- [SUPPLIED RECORDS]:
---

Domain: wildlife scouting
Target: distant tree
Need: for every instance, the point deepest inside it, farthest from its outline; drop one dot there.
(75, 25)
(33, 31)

---

- [TASK REQUIREMENTS]:
Present the entries above as a Markdown table with two columns, Row and Text. Give each nonblank line its own numbered row and leave out blank lines.

- [OUTPUT OF THE EXERCISE]:
| Row | Text |
|---|---|
| 1 | Domain: wildlife scouting |
| 2 | Target: distant tree |
| 3 | Need: for every instance, the point deepest inside it, farthest from its outline; drop one dot there. |
| 4 | (75, 25) |
| 5 | (33, 31) |